*** Opening Document segment ***

I started Robert Alter's Art of Biblical Narrative. Here are some issues:
1. The book has some definitions, which I may want to review in the future.
On page 12, Alter defines "literary analysis": "the manifold varieties of minutely discriminating attention to the artful use of language, to the shifting play of ideas, conventions, tone, sound, imagery, syntax, narrative viewpoint, compositional units, and much else..."
On page 95, Alter defines "Leitwort" as follows: "Through abundant repetition, the semantic range of the word-root is explored, different forms of the root are deployed, branching off at times into phonetic relatives (that is, word-play), synonymity, and antonymity..."
Motif (page 95): "A concrete image, sensory quality, action, or object" that "recurs through a particular narrative." Examples that Alter cites include "fire in the Samson story; stones and the color white and red in the Jacob story; water in the Moses cycle; dreams, prisons and pits, silver in the Joseph story."
Theme (page 95): This too recurs in the narrative, but it is "An idea that is part of the value-system of the narrative---it may be moral, moral-psychological, legal, political, historiographical, theological..." Examples: "the reversal of primogeniture in Genesis; obedience versus rebellion in the Wilderness stories; knowledge in the Joseph story; exile and promised land; the rejection and election of the monarch in Samuel and Kings."
Sequence of actions (pages 95-96): "three consecutive repetitions, or three plus one, with some intensification..." Examples: "the three captains and their companies threatened with fiery destruction in 2 Kings 1; the three catastrophes that destroy Job's possessions, followed by a fourth in which his children are killed; Balaam's failure to direct the ass three times."
Type-scene (page 96): "This is an episode occurring at portentous moment in the career of the hero which is composed of a fixed sequence of motifs." Examples: "the annunciation of the birth of the hero, the betrothal by the well, the trial in the wilderness."
2. Alter contrasts the literary approach with rabbinic methods. One difference is that midrash is more atomistic---it looks at the details of the text, but it does not treat the story as a continuous, unfolding narrative. Rather, it tries to draw grand lessons from individual details. Another difference occurs in the Jacob and Esau story, which treats the two characters as moral opposites---Jacob is the good ancestor of the Israelites, and Esau is the evil ancestor of Edom---rather than as complex characters.

*** Closing Document segment ***
*** Opening Given entries ***

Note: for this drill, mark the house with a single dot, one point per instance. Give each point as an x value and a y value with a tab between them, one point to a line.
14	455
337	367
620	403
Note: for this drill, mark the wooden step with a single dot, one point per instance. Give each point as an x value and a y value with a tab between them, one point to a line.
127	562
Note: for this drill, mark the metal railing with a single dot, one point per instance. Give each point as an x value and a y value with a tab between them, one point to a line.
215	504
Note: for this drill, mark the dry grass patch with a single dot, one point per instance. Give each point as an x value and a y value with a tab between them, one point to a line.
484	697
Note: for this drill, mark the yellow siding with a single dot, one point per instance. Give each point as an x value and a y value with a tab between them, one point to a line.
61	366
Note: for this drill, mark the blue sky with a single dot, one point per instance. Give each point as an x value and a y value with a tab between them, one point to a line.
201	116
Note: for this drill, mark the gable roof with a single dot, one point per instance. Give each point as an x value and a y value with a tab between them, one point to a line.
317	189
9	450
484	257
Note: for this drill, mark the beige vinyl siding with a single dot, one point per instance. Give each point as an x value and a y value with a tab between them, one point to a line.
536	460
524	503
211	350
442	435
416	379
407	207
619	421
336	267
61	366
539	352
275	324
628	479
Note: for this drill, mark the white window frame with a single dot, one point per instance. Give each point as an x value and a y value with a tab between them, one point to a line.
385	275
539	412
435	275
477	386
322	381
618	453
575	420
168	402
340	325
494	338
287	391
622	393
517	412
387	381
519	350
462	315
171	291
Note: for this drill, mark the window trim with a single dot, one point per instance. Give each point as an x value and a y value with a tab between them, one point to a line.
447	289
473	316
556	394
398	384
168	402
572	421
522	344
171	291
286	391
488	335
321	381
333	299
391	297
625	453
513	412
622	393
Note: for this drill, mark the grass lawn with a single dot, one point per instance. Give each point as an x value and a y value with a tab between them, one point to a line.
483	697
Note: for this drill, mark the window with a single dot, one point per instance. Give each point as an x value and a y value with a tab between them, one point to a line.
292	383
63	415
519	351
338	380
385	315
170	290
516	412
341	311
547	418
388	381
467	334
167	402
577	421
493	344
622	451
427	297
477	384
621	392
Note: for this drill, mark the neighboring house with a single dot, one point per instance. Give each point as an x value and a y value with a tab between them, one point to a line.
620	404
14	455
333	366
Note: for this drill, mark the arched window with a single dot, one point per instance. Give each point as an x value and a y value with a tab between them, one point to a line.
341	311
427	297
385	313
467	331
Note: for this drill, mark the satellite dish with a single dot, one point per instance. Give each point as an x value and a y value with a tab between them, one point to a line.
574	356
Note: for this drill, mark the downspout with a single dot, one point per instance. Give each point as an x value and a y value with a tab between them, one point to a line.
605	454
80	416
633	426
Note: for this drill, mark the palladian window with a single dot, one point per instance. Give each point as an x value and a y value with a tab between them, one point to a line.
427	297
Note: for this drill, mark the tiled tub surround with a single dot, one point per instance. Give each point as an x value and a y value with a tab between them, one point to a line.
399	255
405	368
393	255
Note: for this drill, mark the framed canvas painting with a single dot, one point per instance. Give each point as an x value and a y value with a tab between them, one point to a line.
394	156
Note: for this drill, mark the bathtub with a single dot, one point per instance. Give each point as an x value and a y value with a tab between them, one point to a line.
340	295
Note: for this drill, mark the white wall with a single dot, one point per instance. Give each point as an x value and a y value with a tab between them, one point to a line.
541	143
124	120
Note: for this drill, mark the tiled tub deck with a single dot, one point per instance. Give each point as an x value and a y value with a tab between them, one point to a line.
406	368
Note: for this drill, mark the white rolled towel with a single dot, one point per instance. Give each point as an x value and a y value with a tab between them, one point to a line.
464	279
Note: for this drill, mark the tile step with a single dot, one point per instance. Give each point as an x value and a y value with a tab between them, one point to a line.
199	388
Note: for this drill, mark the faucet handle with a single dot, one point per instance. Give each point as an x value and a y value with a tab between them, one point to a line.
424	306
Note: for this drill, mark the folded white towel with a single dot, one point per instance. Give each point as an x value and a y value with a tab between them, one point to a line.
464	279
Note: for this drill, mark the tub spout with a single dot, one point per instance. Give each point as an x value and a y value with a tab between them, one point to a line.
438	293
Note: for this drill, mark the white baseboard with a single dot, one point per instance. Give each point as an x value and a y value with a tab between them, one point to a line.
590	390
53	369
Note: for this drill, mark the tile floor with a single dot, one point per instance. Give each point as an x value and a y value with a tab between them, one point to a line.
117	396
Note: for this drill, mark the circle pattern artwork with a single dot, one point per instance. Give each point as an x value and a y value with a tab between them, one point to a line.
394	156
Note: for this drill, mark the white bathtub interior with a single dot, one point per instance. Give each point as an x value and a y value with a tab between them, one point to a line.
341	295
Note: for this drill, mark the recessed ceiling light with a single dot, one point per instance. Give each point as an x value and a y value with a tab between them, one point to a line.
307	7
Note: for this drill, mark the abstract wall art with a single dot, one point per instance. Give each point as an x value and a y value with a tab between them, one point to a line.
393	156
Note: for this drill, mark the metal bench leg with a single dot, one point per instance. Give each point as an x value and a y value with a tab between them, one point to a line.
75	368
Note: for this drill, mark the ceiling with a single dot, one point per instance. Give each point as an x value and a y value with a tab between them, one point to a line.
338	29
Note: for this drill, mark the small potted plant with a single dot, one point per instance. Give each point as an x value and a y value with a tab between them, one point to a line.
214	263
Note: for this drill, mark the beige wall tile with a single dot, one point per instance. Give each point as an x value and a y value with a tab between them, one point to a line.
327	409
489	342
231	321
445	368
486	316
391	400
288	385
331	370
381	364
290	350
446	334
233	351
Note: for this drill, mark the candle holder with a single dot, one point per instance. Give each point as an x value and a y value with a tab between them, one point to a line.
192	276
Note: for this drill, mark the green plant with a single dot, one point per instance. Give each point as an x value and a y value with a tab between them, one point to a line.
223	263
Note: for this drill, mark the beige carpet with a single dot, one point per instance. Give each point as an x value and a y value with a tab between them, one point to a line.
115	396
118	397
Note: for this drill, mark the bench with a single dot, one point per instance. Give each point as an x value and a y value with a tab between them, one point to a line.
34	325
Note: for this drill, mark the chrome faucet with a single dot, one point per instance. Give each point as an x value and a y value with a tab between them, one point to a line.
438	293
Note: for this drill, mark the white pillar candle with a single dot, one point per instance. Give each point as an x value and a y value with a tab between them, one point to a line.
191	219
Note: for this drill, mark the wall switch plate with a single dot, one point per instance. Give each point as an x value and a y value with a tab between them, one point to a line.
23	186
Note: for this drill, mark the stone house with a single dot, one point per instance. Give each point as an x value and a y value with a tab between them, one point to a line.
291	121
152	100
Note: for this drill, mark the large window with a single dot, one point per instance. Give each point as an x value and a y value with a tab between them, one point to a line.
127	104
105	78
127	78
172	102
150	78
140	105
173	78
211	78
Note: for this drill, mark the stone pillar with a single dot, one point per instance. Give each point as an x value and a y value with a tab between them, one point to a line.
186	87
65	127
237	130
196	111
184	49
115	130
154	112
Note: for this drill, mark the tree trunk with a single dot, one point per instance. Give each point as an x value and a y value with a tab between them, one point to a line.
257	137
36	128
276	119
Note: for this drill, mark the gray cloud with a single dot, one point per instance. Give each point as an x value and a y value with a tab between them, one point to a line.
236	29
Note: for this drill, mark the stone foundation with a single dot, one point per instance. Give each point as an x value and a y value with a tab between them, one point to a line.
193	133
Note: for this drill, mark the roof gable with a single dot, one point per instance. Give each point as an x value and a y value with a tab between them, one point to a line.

*** Closing Given entries ***

→ **Task brief**
Reproduce the passage of the notes on Alter's Art of Biblical Narrative starting at "2. Alter contrasts" and ending at "as complex characters.".

→ **Response**
2. Alter contrasts the literary approach with rabbinic methods. One difference is that midrash is more atomistic---it looks at the details of the text, but it does not treat the story as a continuous, unfolding narrative. Rather, it tries to draw grand lessons from individual details. Another difference occurs in the Jacob and Esau story, which treats the two characters as moral opposites---Jacob is the good ancestor of the Israelites, and Esau is the evil ancestor of Edom---rather than as complex characters.